About this task ::
I'd like an exact copy of every line from the start of the entries below through the line containing "# spot one keypoint per instance of the piano keyboard", please.

Point localization data
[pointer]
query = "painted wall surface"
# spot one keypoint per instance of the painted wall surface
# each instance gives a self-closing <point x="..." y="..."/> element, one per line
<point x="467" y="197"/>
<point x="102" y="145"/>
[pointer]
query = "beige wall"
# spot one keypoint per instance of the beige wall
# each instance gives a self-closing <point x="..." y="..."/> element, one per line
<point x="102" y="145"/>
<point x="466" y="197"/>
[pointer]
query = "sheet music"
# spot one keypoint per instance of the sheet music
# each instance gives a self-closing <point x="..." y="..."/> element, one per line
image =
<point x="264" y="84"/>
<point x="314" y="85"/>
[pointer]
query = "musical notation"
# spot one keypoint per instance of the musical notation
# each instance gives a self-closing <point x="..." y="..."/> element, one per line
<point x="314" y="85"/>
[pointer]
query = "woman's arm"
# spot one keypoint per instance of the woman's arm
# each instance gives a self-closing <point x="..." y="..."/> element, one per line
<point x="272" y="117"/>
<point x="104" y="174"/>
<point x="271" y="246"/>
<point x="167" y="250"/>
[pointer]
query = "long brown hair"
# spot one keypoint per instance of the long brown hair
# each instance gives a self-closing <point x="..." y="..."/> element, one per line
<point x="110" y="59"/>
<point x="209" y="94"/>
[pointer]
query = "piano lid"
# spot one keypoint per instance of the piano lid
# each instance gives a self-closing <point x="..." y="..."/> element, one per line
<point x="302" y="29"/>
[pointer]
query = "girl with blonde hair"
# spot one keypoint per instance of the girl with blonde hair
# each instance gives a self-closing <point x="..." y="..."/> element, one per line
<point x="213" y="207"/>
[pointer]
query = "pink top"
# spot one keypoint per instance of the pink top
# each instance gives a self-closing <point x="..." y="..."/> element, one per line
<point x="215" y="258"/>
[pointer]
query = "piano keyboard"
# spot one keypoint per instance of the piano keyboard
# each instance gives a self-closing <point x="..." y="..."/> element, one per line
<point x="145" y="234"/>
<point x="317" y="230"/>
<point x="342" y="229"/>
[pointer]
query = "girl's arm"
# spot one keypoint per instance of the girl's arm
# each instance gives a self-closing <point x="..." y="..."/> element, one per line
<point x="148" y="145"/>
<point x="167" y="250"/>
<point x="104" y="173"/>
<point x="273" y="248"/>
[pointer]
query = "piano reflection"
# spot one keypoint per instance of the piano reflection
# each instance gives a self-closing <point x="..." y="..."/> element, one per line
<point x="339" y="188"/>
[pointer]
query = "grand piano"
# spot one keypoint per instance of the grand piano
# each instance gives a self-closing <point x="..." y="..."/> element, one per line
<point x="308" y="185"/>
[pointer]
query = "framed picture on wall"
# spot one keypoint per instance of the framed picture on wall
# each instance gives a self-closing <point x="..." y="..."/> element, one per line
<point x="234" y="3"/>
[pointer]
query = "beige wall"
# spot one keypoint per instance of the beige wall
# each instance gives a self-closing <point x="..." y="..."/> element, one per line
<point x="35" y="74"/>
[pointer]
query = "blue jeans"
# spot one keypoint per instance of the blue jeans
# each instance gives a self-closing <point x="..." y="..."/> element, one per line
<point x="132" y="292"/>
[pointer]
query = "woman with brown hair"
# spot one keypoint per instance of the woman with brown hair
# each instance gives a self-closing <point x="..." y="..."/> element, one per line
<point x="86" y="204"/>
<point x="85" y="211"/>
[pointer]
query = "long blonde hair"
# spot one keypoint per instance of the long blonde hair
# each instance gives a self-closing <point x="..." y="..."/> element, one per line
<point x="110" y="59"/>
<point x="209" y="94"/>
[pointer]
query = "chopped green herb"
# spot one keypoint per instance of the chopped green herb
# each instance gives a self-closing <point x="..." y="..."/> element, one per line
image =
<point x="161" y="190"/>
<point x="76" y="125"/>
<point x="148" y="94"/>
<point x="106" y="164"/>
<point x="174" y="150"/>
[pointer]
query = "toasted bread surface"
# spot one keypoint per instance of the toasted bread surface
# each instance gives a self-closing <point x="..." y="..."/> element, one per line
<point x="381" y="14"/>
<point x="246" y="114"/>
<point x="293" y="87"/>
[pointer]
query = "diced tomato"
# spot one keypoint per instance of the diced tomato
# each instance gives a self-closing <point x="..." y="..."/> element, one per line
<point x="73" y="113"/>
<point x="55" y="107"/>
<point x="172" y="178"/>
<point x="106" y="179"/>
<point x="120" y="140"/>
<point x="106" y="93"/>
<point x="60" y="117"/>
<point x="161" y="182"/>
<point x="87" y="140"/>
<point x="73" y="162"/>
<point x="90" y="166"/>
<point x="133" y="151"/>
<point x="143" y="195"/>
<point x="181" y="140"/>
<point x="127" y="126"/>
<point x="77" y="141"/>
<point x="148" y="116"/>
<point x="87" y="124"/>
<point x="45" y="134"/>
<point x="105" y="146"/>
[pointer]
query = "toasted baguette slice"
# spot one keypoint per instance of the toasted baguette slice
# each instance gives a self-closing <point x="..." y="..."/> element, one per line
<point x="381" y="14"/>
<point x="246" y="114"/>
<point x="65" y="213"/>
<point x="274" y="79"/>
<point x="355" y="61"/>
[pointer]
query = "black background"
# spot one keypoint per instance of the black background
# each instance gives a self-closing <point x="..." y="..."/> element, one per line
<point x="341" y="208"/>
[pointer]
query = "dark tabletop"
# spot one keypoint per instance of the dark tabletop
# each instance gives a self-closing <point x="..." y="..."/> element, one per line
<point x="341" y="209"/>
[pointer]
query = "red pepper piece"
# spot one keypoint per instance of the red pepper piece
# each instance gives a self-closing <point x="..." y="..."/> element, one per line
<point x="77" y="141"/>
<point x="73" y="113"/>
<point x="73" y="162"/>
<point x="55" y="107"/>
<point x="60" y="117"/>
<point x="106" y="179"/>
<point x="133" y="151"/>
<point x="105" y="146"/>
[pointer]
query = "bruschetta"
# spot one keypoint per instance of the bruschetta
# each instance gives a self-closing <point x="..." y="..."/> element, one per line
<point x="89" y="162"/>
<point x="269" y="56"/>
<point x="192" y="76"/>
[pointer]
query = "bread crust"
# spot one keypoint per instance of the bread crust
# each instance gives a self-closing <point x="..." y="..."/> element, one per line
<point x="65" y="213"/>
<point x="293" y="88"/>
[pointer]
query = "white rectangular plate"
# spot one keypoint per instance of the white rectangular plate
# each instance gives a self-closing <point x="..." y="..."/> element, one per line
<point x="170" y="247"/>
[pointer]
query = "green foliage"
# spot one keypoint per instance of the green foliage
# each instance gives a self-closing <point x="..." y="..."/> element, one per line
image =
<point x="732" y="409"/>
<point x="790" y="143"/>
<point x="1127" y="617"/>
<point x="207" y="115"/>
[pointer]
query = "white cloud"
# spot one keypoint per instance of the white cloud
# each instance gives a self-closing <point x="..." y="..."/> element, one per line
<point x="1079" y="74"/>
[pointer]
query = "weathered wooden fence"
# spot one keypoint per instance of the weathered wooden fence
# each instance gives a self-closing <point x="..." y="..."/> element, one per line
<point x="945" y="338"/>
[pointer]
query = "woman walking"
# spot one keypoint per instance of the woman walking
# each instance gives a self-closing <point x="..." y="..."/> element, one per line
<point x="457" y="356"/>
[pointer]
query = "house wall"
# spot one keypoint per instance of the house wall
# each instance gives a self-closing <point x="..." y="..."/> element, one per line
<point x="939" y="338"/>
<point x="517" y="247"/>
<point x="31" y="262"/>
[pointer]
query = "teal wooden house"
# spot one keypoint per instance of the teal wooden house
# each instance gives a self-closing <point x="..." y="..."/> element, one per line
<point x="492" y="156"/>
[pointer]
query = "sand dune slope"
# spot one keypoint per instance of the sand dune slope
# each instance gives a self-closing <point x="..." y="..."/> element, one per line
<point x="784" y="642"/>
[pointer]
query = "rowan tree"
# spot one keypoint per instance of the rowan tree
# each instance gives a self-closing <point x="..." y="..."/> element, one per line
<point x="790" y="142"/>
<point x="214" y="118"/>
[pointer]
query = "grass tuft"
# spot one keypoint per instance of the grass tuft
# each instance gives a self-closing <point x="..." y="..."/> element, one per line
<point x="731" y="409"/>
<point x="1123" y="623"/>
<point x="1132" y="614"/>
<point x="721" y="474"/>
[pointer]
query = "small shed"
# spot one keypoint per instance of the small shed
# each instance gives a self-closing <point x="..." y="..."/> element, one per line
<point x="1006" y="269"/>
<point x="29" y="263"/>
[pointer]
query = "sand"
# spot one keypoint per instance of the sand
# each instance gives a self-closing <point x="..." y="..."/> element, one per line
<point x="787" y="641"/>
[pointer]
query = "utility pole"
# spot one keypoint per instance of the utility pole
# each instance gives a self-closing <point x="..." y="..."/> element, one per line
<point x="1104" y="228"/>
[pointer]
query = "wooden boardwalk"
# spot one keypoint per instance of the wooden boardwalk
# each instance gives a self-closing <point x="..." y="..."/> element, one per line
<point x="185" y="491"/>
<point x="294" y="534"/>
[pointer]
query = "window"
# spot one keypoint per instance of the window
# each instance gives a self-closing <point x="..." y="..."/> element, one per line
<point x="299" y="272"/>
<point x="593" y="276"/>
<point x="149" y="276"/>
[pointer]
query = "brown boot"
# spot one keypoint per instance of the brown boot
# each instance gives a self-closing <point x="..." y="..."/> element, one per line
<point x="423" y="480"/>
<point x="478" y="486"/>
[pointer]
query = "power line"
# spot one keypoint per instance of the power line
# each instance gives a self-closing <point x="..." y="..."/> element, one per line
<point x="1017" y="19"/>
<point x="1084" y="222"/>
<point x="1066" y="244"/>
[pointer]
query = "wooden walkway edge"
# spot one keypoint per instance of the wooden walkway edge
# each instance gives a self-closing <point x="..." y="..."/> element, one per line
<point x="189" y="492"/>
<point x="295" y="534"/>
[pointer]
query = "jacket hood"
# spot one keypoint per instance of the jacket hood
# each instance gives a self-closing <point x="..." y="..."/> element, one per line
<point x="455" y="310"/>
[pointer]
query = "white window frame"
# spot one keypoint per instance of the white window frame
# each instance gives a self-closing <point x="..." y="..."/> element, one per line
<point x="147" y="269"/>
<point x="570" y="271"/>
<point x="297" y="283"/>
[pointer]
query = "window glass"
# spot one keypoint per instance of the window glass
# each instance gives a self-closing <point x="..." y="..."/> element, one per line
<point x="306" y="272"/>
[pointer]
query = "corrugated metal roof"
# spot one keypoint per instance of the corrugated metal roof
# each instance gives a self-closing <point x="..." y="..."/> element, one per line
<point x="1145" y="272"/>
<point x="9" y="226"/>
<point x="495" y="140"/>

Written solution ::
[pointer]
query = "painted wall surface"
# spot one keypoint per instance of the painted wall surface
# each instance gives a self-closing <point x="..." y="..."/> element, one per line
<point x="467" y="197"/>
<point x="102" y="145"/>
[pointer]
query = "beige wall"
# spot one keypoint per instance of the beige wall
# each instance gives a self-closing <point x="..." y="..."/> element, one per line
<point x="102" y="145"/>
<point x="466" y="197"/>
[pointer]
query = "sheet music"
# spot one keypoint per instance of the sheet music
# each instance gives a self-closing <point x="..." y="..."/> element, one per line
image =
<point x="264" y="84"/>
<point x="314" y="85"/>
[pointer]
query = "musical notation"
# spot one keypoint per instance of the musical notation
# each instance gives a self-closing <point x="..." y="..."/> element, one per line
<point x="314" y="85"/>
[pointer]
query = "woman's arm"
# spot one keypoint per instance of the woman's arm
# each instance gives a self-closing <point x="..." y="..."/> element, one per line
<point x="272" y="117"/>
<point x="104" y="174"/>
<point x="271" y="246"/>
<point x="167" y="250"/>
[pointer]
query = "long brown hair"
# spot one keypoint per instance of the long brown hair
# each instance gives a self-closing <point x="..." y="..."/> element, one per line
<point x="110" y="59"/>
<point x="209" y="94"/>
[pointer]
query = "piano lid"
# spot one keypoint per instance of the piano lid
# each instance gives a self-closing <point x="..." y="..."/> element, one per line
<point x="302" y="29"/>
[pointer]
query = "girl with blonde hair"
# spot one keypoint per instance of the girl with blonde hair
# each instance gives a self-closing <point x="..." y="..."/> element, one per line
<point x="213" y="207"/>
[pointer]
query = "pink top"
# spot one keypoint per instance of the pink top
# each instance gives a self-closing <point x="..." y="..."/> element, one per line
<point x="215" y="258"/>
[pointer]
query = "piano keyboard"
# spot one keypoint per instance of the piano keyboard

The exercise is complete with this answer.